Approximation schemes used in orpheus

There are three different schemes implemented in orpheus, each of which might be suited for different usecases. As each of them use a variety of tuning parameters we include a widget that allows to visualize how the different approximations of each scheme will look like for a given survey region.

The Discrete Estimator

This uses no approximation whatsoever. It is already pretty efficient for smallish datasets and can be used to benchmark the accuracy of the various other approximation schemes.

The Tree-Approximation

In the tree approximation we aim to speed up the allocation of the \(X_n\). We still use every tracer as a base point, but allocate the leaf points using the hierarchy of reduced catalogs; schematically we have

\[X_{n}^{(\Delta_{\rm leaf})} \left( \Theta; \vec{\vartheta_i}\right) = \sum_{j=1}^{N_{\Delta_{\rm leaf}}} x^{(\Delta_{\rm leaf})}\left(\vec{\vartheta_j}\right) \ \mathrm{e}^{\mathrm{i} n \varphi_{ij}} \ \mathcal{B}(\theta_{ij} \in \Theta) \ ,\]

while the allocation of the \(\mathscr{C}_{\mathbf{n}_{N-2}}\) remains untouched. The speedup of this method can primarily be tuned by setting the \(r_{\mathrm{min},\Delta}\) parameter. Choosing a small value for \(r_{\mathrm{min},\Delta}\), however, limits the angular resolution of the multiplet counts which might ‘smear out’ extreme multiplet configurations and hence yield biased estimates for the \(N\mathrm{PCF}\) of non-spin-0 tracers. Furthermore, the multiple-counting corrections are only well-defined for the discrete catalog such that the diagonal elements of the \(\mathscr{C}_{\mathbf{n}_{N-2}}\) become less trustworthy.
================================
- **WORK INSTRUCTIONS**
[A] Answer these questions using the passage on approximation schemes in orpheus:
(i) How many schemes are implemented in orpheus?
(ii) What can the Discrete Estimator be used to benchmark?
(iii) Which parameter primarily tunes the speedup of the tree approximation?
[B] Decide whether each statement agrees with the passage on approximation schemes in orpheus, and support each yes or no with a quotation from it:
(i) The Discrete Estimator relies on a partial approximation.
(ii) In the tree approximation, every tracer still serves as a base point.
(iii) The multiple-counting corrections are well-defined for the reduced catalogs.
[C] Write a continuation of the passage on approximation schemes in orpheus, beginning after its final sentence.
The material placed after this passage is not required.

- **EXERCISE DATA**
================================
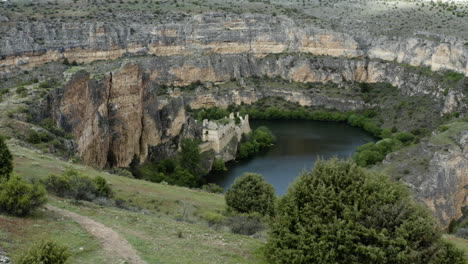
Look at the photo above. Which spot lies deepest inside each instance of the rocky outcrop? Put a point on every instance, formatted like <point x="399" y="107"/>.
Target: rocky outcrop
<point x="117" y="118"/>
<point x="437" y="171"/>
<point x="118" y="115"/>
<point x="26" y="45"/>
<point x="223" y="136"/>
================================
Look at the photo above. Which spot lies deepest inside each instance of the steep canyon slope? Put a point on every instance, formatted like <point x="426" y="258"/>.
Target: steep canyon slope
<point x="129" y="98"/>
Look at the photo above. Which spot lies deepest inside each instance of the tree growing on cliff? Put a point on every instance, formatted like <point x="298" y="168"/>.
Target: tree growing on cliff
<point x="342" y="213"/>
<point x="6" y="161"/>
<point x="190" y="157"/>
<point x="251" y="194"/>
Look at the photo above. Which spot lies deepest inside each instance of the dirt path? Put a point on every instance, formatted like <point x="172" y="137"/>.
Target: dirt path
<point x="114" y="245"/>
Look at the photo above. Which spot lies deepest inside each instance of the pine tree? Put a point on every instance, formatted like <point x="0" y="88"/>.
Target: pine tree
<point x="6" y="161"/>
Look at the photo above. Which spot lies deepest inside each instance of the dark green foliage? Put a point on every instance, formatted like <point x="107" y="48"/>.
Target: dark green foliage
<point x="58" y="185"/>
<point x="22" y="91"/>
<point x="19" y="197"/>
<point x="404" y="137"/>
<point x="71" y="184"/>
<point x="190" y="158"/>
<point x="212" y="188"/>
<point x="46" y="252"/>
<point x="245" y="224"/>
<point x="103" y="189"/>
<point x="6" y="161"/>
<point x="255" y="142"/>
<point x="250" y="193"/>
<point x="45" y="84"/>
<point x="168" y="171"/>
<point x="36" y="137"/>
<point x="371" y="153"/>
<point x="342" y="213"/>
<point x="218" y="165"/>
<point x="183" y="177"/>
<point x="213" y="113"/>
================================
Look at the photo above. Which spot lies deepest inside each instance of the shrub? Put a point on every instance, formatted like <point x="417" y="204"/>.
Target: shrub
================================
- **ANSWERS TO THE PROBLEMS**
[A]
(i) Three.
(ii) The accuracy of the various other approximation schemes.
(iii) The \(r_{\mathrm{min},\Delta}\) parameter.

[B]
(i) No: "This uses no approximation whatsoever."
(ii) Yes: "We still use every tracer as a base point"
(iii) No: "the multiple-counting corrections are only well-defined for the discrete catalog"

[C]
The DoubleTree-Approximation

To further speed up the allocation of the \(\mathscr{C}_{\mathbf{n}_{N-2}}\) we can utilise a similar hierachy for the tracers sitting at the multiplets base. In a first step, we allocate the \(X_n\) similarly to the Tree-approximation, but use the tracers from the hierarchy of the corresponding resolution:

\[X_{n}^{(\Delta_{\rm leaf})} \left( \Theta; \vec{\vartheta^{(\Delta_{\rm leaf})}_i}\right) = \sum_{j=1}^{N_{\Delta_{\rm leaf}}} x^{(\Delta_{\rm leaf})}\left(\vec{\vartheta}_j\right) \ \mathrm{e}^{\mathrm{i} n \varphi_{ij}} \ \mathcal{B}(\theta_{ij} \in \Theta) \ .\]

We then build caches for the \(X_n\) that are distributed across the different regions within the hierarchy use those to recusively allocate the \(\mathscr{C}_{\mathbf{n}_{N-2}}\), see eq (F.6) in P25 for the explicit recursion. The general accuracy of this method is steered again by the \(r_{\mathrm{min},\Delta}\) parameter.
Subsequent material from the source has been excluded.